Task to complete:
Set down exactly the lines from the one containing "of the asphalt" through the last line of the records below, both included, and nothing else.

Provided information:

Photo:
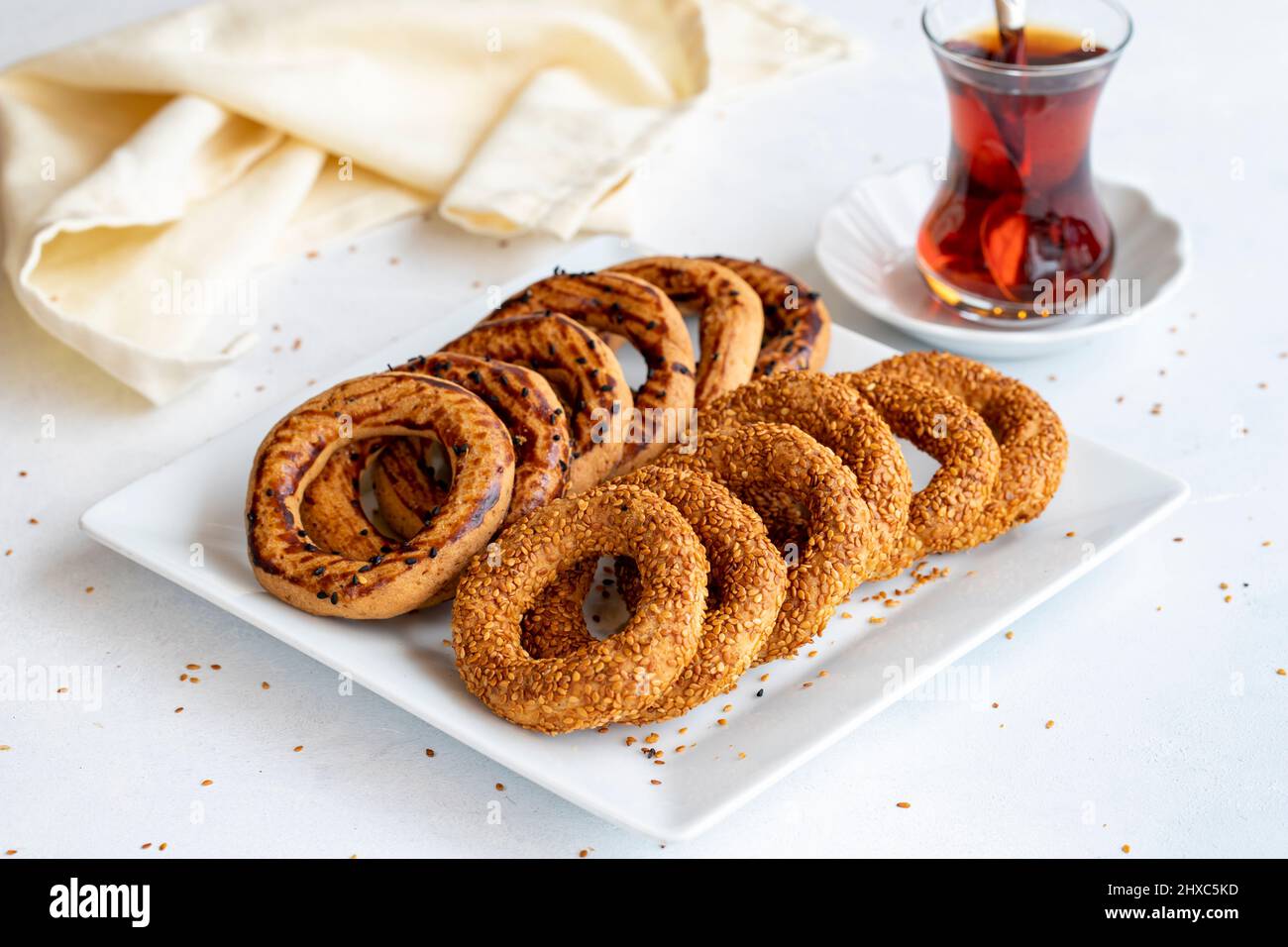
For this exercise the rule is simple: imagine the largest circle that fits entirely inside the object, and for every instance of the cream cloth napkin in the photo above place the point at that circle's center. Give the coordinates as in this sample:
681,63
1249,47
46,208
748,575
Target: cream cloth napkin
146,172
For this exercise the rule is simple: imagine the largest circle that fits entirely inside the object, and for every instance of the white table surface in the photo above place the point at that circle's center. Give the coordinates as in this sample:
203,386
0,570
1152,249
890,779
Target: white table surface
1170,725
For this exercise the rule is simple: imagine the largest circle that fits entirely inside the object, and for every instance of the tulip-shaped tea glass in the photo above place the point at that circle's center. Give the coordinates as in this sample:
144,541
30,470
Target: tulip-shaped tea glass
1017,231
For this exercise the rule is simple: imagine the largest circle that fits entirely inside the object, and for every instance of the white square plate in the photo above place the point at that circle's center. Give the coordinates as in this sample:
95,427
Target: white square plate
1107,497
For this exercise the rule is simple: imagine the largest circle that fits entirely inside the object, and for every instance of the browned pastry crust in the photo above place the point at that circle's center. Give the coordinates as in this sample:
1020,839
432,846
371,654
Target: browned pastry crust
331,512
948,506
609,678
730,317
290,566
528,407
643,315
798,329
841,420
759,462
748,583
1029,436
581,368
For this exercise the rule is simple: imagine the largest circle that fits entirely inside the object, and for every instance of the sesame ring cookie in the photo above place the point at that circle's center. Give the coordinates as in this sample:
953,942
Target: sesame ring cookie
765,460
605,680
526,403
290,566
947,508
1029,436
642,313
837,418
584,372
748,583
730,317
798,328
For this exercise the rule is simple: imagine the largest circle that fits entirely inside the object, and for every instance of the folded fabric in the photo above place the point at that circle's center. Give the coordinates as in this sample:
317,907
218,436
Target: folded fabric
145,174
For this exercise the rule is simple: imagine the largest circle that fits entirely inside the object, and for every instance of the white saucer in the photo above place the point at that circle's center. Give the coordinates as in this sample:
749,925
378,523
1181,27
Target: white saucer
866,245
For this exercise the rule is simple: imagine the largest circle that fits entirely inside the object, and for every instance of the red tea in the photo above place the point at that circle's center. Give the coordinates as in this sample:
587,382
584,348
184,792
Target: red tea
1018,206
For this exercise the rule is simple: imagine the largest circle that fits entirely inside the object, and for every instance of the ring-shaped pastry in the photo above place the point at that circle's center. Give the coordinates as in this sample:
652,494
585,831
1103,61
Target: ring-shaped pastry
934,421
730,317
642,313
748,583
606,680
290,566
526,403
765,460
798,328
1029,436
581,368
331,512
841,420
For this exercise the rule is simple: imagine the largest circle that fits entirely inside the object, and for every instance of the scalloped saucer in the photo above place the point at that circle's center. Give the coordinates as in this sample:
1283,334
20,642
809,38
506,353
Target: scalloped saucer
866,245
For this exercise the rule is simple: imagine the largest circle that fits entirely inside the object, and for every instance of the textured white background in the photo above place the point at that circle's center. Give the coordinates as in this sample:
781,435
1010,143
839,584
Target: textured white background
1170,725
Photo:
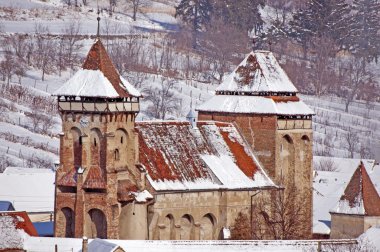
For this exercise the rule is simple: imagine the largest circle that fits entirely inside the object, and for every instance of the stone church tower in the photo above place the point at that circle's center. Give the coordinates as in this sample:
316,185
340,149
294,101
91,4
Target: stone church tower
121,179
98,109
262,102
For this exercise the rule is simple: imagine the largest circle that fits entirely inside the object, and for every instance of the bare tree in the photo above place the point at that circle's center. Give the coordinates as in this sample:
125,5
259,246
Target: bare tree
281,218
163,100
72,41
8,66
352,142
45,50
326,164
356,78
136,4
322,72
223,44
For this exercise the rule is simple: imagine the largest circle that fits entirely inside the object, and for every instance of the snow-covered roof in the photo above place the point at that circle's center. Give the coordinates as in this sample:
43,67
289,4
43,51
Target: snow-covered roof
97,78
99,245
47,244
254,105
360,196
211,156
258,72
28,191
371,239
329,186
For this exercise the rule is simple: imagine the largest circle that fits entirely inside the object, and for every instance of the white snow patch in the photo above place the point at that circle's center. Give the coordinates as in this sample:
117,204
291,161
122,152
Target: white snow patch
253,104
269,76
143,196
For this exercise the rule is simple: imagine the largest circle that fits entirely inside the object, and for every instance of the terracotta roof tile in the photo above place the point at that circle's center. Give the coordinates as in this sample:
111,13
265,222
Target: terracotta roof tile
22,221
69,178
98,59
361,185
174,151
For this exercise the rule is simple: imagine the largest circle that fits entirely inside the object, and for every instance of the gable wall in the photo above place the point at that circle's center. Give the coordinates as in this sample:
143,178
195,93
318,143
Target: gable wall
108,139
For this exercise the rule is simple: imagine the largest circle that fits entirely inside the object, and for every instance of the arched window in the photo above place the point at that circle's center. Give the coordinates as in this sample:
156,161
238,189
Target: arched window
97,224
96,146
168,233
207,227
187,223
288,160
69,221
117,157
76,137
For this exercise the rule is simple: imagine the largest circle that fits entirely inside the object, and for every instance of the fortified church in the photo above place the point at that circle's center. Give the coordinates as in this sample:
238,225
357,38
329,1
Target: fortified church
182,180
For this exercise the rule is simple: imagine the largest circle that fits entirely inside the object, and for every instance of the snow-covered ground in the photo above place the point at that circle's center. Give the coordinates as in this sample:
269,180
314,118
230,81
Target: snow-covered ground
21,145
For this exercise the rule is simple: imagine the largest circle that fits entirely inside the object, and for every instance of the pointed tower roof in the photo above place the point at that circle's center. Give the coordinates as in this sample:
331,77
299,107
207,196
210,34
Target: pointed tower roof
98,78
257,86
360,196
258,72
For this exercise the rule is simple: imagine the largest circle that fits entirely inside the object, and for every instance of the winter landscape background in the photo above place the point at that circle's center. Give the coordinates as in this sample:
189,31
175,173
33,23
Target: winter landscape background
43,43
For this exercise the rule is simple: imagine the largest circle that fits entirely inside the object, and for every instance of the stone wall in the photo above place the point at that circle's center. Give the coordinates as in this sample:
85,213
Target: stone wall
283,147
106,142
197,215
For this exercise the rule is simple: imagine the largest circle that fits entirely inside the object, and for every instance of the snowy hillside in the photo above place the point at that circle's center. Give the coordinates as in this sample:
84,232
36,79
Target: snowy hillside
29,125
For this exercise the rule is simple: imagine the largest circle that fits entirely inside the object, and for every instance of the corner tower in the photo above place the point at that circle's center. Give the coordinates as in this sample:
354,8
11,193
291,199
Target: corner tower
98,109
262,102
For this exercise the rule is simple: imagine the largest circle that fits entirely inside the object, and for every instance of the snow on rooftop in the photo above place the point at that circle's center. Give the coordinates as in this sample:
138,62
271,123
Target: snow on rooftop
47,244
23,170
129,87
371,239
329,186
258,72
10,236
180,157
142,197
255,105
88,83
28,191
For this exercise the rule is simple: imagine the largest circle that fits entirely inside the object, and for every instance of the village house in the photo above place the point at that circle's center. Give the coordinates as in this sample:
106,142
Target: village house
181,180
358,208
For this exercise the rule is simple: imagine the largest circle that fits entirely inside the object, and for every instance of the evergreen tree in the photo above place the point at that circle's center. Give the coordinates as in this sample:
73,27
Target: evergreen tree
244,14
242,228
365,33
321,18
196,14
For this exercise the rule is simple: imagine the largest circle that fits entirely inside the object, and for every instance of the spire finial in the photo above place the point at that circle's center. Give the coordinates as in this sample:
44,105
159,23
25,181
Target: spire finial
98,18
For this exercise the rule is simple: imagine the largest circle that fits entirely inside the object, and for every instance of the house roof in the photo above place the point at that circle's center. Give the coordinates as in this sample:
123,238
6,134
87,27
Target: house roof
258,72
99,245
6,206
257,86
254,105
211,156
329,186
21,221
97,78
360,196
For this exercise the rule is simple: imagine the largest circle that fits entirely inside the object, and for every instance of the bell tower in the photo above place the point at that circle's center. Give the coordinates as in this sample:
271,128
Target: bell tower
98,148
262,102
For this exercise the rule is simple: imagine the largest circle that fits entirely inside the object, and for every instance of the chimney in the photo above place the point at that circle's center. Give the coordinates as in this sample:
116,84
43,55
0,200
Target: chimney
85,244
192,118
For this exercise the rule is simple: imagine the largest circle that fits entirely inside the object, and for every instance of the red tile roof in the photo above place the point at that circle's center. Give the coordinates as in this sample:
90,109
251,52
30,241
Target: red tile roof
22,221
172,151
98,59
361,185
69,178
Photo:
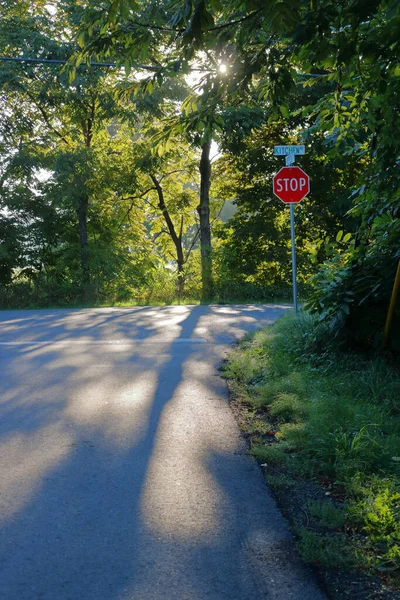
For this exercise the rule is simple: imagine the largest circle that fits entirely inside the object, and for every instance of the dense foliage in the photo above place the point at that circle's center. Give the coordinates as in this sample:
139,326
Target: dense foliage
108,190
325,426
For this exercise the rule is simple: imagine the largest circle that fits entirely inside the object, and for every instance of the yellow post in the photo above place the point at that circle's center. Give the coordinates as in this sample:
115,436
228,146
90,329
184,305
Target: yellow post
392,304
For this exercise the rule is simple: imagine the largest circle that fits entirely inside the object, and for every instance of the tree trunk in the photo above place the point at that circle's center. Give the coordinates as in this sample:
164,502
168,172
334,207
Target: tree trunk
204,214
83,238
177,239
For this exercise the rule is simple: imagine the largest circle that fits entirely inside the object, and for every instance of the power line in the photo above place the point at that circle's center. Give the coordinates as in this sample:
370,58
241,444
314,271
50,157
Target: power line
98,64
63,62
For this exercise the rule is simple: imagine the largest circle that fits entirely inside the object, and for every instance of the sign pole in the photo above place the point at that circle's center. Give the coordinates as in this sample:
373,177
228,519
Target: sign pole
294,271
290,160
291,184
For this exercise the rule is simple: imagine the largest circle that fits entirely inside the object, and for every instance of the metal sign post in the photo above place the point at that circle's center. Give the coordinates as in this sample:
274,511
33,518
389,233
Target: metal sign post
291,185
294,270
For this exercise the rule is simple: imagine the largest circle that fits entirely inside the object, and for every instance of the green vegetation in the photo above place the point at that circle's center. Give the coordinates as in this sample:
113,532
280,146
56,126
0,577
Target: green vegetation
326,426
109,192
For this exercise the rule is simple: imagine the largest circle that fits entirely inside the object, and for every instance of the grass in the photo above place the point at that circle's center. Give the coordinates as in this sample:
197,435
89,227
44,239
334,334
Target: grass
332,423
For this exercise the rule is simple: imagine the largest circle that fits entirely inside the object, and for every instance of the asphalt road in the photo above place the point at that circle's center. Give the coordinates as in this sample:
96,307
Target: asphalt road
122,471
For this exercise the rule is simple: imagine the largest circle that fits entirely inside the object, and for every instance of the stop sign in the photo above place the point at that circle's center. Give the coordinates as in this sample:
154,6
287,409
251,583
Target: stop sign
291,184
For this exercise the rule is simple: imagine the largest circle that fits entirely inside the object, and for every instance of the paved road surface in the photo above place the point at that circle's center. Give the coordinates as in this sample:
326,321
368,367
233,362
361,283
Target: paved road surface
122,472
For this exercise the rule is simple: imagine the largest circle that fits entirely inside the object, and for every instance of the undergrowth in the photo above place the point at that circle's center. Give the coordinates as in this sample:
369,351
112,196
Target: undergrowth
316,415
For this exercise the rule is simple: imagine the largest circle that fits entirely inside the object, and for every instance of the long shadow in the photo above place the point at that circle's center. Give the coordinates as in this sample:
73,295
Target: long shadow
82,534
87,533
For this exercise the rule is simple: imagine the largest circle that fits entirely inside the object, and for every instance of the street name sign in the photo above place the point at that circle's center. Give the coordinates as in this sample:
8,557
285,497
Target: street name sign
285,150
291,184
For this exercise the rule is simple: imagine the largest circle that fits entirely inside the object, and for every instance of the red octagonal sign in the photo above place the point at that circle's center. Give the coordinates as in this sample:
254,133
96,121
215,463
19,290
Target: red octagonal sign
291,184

Correct output:
For this exercise the rule is simple: imagine the largest circle that fits entirely inside the object, and for every instance of the asphalt road in the photo above place the point at that circle's center. Give the coordinates as in this sample:
96,307
Target: asphalt road
122,471
For this exercise the rule is simple: imagine the largest circle that fits entirely inside the object, and for every instance of the stop sign in the photo above place the point at that circle's center. Give the coordinates as in this sample:
154,6
287,409
251,583
Target: stop sign
291,184
For this exercise the rule is simple: imagine the largest circle that fits entirely inside the object, and for every instance of the paved road surface in the photo above place the point at that circle's center. Give the coordinates as in this sample:
326,321
368,367
233,362
361,283
Target: paved road surface
122,472
For this exercise the rule is simple: imagine the largest circle that fits entirely inside the object, and for every instance of the undergrowth in the photo above place the point at that circle's center. Give the coordinates as in this sample:
369,351
112,196
Target: undergrowth
316,415
For this exercise the rule is simple: imagine the largest circle that fits entirely inside the object, and for every instance of the long shadow in the photo above place the point at that circle's center. Give the coordinates as in this sample:
73,295
Target: long shadow
82,534
87,533
For this exercise the rule is simple: imagine the largest circle that fits entirely inside the object, and for every instance of the street name sign in the photo above place the point at that circle's center. Give the coordinates as in this sample:
8,557
285,497
Target: street name sign
285,150
291,184
For this exercise the rule is simple: imagine the largest circle that fits entirely inside the object, and for every instance of the red octagonal sign in the photo above place the point at that circle's center. Give the coordinates as in this sample:
254,133
96,121
215,463
19,290
Target: red octagonal sign
291,184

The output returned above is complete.